> _What this task involves_
Copy out each line from the material where the word "dome" is found.

> _Listed entries_
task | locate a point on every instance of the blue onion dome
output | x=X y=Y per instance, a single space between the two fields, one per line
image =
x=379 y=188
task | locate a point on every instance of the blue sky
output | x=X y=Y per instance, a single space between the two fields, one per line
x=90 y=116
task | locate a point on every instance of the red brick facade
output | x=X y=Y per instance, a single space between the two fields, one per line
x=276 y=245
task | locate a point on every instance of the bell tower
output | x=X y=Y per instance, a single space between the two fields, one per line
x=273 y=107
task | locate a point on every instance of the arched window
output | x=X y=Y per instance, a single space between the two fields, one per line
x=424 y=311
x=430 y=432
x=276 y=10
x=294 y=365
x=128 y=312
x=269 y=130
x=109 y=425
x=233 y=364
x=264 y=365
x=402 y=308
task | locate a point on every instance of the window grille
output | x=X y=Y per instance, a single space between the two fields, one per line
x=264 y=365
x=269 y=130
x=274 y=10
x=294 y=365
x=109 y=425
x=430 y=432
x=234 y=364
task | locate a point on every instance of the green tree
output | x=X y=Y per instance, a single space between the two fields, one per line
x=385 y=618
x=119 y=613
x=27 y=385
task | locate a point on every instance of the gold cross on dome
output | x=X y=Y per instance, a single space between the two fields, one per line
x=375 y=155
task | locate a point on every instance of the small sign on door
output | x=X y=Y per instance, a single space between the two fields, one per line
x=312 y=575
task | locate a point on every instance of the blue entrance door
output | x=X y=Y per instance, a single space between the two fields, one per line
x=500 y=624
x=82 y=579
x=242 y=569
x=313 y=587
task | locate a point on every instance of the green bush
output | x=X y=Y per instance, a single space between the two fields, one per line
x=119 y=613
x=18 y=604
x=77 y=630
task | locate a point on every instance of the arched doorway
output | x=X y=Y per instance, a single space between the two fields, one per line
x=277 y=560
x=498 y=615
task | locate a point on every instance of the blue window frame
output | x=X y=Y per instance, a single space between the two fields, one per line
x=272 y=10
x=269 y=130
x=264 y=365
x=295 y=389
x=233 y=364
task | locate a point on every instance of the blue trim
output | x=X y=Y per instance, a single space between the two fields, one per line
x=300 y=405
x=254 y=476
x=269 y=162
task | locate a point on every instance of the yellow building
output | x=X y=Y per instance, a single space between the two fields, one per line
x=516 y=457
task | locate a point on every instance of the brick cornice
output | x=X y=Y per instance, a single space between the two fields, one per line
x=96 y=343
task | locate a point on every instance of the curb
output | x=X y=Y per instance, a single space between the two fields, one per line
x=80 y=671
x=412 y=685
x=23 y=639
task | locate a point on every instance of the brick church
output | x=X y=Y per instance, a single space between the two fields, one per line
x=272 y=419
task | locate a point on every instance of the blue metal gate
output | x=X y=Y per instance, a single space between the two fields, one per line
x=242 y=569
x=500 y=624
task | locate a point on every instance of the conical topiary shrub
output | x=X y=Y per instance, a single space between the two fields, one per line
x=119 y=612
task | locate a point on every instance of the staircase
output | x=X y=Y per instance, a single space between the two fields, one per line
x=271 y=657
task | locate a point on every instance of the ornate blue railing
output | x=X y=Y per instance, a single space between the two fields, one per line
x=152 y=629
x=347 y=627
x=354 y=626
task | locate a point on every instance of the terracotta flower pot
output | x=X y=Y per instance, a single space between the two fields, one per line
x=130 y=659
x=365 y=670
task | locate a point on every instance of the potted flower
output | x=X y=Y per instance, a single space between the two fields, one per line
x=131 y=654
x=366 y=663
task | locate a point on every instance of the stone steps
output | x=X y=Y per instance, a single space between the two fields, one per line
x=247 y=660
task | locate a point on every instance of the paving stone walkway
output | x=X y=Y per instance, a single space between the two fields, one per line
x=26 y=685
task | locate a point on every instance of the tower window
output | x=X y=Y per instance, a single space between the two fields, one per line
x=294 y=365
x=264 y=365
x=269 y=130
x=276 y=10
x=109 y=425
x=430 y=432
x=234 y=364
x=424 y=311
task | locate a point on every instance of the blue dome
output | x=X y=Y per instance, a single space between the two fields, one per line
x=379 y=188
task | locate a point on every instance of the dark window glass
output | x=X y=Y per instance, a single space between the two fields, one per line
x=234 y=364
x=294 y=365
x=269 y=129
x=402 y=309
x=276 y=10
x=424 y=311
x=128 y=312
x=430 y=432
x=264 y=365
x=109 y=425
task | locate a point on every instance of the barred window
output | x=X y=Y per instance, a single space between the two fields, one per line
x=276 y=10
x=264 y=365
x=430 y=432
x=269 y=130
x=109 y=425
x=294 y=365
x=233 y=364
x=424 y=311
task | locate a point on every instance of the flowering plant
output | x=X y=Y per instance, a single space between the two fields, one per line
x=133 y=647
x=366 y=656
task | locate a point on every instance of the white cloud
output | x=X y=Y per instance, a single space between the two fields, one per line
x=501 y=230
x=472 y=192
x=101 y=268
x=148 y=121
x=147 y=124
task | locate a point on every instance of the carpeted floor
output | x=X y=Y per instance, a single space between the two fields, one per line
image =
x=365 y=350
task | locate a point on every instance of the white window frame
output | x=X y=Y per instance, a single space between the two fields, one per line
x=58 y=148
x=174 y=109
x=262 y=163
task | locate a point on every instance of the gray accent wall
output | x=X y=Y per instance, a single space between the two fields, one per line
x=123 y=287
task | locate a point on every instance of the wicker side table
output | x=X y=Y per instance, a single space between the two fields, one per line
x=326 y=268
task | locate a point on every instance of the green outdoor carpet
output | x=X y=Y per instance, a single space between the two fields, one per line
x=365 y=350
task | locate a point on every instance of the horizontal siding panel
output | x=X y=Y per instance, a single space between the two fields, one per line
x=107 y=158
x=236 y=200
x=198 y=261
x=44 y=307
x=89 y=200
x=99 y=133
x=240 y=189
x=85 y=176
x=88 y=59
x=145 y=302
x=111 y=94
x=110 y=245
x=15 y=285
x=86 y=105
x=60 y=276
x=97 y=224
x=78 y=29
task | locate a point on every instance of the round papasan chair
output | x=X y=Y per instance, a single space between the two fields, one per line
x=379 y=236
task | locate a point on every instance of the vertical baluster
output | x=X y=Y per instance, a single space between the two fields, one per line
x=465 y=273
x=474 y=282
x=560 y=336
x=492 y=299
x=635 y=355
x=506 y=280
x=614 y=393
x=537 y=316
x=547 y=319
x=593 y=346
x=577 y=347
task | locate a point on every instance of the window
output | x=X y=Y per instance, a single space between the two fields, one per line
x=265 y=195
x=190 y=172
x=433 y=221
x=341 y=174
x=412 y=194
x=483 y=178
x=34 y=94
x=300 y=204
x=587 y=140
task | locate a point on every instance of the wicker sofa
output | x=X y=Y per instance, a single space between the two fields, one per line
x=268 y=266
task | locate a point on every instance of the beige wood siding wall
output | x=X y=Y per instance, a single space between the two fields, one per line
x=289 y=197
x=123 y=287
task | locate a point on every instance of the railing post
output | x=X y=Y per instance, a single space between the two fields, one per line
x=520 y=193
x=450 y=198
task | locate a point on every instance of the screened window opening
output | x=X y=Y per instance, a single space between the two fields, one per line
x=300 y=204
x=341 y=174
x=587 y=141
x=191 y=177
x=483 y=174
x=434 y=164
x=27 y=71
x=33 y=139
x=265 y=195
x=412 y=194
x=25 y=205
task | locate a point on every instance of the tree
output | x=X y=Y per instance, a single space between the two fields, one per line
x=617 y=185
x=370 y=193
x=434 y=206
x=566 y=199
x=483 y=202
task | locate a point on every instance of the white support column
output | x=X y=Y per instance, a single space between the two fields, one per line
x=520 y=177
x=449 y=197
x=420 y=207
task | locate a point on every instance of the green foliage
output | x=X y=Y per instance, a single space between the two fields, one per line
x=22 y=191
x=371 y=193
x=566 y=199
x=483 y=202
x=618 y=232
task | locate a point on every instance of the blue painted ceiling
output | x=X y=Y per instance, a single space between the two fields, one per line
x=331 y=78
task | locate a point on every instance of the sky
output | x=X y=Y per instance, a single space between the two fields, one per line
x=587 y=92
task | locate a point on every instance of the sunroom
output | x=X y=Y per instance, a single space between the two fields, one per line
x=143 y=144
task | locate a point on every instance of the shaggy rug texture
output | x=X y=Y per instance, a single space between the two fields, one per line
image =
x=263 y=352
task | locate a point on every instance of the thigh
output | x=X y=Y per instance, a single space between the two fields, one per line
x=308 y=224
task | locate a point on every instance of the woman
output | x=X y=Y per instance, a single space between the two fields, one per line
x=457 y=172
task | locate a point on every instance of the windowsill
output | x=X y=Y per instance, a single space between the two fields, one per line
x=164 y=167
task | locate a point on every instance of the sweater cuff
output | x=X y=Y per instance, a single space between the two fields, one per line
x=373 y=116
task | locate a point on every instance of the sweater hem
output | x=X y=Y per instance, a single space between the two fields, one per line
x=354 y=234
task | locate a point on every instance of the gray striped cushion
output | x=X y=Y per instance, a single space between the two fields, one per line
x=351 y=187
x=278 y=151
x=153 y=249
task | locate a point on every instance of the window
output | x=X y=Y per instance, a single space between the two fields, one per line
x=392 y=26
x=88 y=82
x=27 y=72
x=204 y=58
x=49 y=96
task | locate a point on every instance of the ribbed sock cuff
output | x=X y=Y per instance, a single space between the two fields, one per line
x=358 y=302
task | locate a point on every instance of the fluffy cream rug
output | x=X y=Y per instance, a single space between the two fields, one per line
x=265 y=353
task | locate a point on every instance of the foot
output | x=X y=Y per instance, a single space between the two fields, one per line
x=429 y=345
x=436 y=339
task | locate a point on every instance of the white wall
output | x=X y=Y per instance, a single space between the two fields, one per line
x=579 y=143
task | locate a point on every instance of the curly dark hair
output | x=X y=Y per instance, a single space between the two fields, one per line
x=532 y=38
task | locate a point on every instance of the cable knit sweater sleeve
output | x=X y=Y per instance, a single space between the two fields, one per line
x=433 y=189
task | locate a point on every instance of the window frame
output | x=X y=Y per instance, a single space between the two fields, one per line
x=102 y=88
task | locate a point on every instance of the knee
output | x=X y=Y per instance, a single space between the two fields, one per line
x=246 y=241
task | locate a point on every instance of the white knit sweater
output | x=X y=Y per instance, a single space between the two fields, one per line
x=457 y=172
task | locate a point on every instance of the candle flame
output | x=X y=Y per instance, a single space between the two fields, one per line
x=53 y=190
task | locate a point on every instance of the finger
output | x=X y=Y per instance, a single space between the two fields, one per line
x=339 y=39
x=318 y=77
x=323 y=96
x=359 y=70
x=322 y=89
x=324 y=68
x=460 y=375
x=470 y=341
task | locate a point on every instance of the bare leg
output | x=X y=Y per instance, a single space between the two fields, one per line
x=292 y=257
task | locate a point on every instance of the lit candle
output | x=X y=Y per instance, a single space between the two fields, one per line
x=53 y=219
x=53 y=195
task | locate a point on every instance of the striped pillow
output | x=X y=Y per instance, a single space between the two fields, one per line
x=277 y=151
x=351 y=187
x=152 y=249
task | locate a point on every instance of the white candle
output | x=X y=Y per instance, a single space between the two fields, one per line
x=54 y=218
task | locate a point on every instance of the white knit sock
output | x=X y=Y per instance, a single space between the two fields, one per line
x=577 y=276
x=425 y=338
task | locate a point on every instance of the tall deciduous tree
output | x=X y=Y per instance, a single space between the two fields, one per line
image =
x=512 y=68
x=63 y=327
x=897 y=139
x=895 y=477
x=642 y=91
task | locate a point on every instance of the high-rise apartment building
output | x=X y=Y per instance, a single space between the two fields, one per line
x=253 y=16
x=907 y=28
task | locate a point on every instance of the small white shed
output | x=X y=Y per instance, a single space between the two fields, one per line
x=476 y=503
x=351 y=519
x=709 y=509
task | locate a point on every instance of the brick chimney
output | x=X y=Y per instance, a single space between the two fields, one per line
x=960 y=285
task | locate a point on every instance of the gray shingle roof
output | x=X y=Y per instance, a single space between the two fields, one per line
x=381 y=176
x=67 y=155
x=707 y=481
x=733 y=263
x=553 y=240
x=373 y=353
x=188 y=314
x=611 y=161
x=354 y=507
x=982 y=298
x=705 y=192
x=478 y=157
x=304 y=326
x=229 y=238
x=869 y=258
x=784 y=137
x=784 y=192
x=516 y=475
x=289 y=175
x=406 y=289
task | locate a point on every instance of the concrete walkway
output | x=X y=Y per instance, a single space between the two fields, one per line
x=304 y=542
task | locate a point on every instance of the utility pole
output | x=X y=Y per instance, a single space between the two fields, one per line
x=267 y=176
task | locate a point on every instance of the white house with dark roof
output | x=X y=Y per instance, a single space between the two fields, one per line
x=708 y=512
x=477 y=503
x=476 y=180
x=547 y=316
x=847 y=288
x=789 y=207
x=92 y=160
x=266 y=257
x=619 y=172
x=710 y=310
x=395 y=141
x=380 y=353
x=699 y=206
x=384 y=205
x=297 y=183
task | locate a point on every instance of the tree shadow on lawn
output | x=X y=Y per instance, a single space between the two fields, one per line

> _Answer_
task | locate a point on every instance of the blue onion dome
task | locate a point on every instance of the gold cross on dome
task | locate a point on every instance of the blue dome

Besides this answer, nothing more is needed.